● TASK STATEMENT: From the items below, extract word for word the lines starting at the one that contains "Visual grounding API — locates the reflection" and ending at the one that contains "[0, 0, 639, 182]", including both of those lines.

____________________

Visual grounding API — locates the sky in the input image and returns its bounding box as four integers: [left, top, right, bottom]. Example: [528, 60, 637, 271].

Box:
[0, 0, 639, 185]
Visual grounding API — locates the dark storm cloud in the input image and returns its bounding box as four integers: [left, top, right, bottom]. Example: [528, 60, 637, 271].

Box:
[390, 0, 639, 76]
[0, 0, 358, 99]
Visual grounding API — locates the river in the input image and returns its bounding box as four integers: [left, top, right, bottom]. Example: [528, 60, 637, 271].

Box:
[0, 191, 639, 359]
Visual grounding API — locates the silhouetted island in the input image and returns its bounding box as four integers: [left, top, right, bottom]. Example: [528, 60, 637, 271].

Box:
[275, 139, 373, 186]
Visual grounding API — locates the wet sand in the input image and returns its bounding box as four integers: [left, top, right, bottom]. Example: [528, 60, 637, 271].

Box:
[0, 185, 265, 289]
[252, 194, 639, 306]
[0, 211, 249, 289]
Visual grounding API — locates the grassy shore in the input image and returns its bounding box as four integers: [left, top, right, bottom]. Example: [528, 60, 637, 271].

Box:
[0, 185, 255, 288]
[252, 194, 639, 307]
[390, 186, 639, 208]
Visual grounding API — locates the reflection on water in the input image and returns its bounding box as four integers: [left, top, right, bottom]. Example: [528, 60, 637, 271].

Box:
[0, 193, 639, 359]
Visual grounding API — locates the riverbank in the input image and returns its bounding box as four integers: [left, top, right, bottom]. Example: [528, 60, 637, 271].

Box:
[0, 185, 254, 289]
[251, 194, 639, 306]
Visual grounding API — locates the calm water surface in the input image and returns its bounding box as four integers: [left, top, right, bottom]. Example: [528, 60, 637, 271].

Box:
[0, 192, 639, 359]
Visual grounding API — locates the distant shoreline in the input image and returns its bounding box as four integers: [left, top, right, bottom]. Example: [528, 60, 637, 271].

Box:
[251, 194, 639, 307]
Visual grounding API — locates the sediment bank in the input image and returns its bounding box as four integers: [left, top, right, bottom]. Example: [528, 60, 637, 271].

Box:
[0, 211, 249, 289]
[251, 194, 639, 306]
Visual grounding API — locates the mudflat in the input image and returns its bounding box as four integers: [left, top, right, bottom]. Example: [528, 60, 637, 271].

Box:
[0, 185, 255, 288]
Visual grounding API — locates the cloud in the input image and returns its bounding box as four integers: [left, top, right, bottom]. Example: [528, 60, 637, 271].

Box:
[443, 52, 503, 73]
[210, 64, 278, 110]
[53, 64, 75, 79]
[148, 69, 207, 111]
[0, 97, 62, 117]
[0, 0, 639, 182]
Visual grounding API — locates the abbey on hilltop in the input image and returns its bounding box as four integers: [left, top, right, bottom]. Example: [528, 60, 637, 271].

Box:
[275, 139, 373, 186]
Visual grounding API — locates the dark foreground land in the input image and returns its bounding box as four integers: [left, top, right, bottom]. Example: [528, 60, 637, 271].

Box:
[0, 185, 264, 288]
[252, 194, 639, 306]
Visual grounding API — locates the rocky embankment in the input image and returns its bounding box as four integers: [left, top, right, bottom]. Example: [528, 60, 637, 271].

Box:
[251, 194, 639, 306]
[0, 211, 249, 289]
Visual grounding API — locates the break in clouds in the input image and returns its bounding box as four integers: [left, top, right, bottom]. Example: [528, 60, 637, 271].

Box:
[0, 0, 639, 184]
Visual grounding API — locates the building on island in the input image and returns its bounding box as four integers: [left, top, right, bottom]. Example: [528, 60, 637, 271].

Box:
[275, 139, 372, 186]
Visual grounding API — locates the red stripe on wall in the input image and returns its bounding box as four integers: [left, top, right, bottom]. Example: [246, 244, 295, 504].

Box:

____________________

● RESULT BELOW:
Visual grounding API — locates the reflection on water in the input image and returns its bounding box as four integers: [left, top, right, bottom]. Example: [528, 60, 637, 271].

Box:
[0, 193, 639, 359]
Visual grounding API — locates the riverbank in the input image and returns its bounding box as four integers: [left, top, right, bottom]. Example: [528, 60, 637, 271].

Box:
[0, 185, 254, 289]
[251, 194, 639, 306]
Visual grounding API — locates the calm water surface in the input image and returns its bounding box as four integers: [left, top, right, bottom]. Example: [528, 60, 637, 271].

Box:
[0, 192, 639, 359]
Visual grounding API — locates the distant shoreline in the input image and returns its bounding box as four integers: [left, top, right, bottom]. Example: [528, 60, 637, 271].

Box:
[251, 194, 639, 307]
Visual grounding API — locates the sediment bank in the input image and returns its bounding box as four integers: [left, top, right, bottom]. Example: [528, 60, 637, 271].

Box:
[0, 211, 249, 289]
[251, 194, 639, 306]
Visual grounding API — locates the mudflat in the input image and returns its bounding box as four integers: [left, top, right, bottom]. Example: [528, 60, 637, 271].

Box:
[0, 185, 255, 288]
Visual grounding API — locates the cloud in the input image and returns its bounding box as four integers: [left, top, right, bottom]. Example: [528, 60, 637, 271].

Box:
[443, 52, 503, 73]
[210, 64, 278, 110]
[53, 64, 75, 79]
[148, 69, 207, 111]
[0, 97, 62, 117]
[0, 0, 639, 182]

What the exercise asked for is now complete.